** PROMPT **
Count the lines in the following items that contain the word "below", and reply with that number alone.

** SUPPLIED ENTRIES **
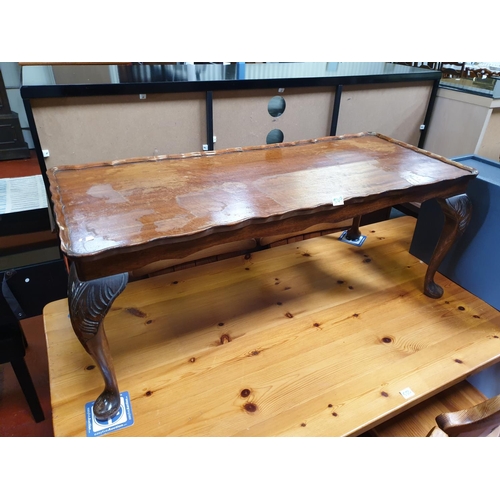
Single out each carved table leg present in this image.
[345,215,361,241]
[68,264,128,420]
[424,194,472,299]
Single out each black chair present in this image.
[0,274,45,422]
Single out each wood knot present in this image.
[125,307,147,318]
[243,403,257,413]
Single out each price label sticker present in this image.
[399,387,415,399]
[332,195,344,207]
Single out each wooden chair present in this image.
[367,381,500,437]
[0,278,45,422]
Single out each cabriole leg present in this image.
[345,215,361,241]
[68,264,128,420]
[424,194,472,299]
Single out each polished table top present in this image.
[48,133,477,282]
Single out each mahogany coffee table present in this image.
[48,133,478,419]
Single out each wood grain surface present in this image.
[49,134,474,257]
[44,217,500,437]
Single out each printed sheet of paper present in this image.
[0,175,47,214]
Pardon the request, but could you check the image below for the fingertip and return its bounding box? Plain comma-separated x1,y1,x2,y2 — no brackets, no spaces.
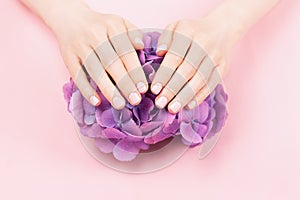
151,83,162,95
89,94,101,106
156,44,168,56
134,37,145,50
136,82,149,94
112,96,125,110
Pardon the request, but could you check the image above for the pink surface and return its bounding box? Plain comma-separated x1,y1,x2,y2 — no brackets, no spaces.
0,0,300,200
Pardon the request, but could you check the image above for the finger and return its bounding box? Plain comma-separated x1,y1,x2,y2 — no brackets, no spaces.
156,23,176,56
151,30,192,94
124,19,144,50
155,42,206,108
95,38,141,105
168,56,214,113
66,52,101,106
187,67,222,109
109,22,148,93
84,51,126,109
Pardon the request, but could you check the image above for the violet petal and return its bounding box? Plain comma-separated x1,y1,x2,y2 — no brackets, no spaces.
180,122,202,143
96,109,116,127
113,140,139,161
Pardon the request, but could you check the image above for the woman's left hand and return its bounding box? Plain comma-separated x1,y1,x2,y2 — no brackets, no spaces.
151,18,240,113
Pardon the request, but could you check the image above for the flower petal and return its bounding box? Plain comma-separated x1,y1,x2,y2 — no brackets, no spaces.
180,122,202,144
140,121,163,135
102,128,127,139
121,119,142,136
113,140,139,161
96,109,116,127
82,99,96,115
163,119,180,134
144,127,173,144
178,108,194,123
192,123,208,138
80,123,103,138
83,115,96,125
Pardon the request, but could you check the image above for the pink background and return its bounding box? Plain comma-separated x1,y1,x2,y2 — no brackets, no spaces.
0,0,300,200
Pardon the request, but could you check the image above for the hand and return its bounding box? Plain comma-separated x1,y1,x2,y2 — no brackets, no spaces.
151,18,239,113
47,1,148,109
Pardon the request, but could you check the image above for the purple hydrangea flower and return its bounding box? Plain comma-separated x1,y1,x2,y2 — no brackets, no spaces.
63,32,228,161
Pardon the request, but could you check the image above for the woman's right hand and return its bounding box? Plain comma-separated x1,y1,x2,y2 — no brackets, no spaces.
46,0,148,109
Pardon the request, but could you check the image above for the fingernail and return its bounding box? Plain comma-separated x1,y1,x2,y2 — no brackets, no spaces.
151,83,162,94
169,101,181,113
155,96,168,108
136,82,147,93
113,97,125,108
156,44,168,52
187,100,197,110
90,95,100,106
129,92,141,104
134,38,144,46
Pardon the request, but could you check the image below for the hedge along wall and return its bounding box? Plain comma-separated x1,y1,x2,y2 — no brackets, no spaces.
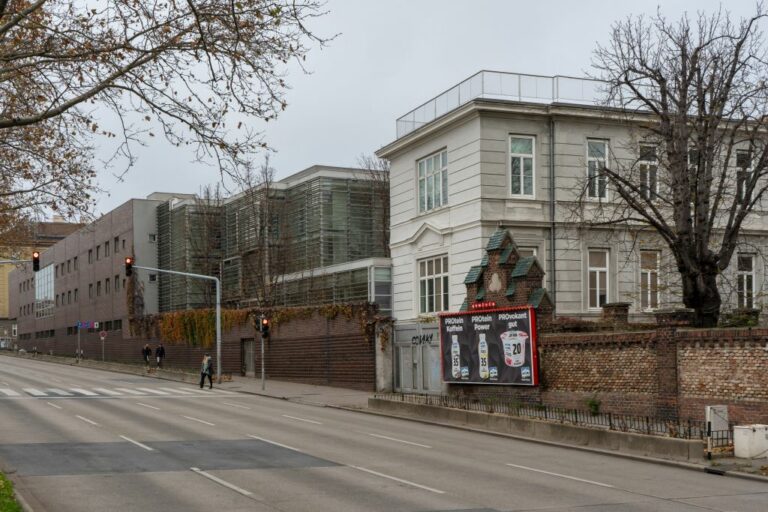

** RESPONSE **
2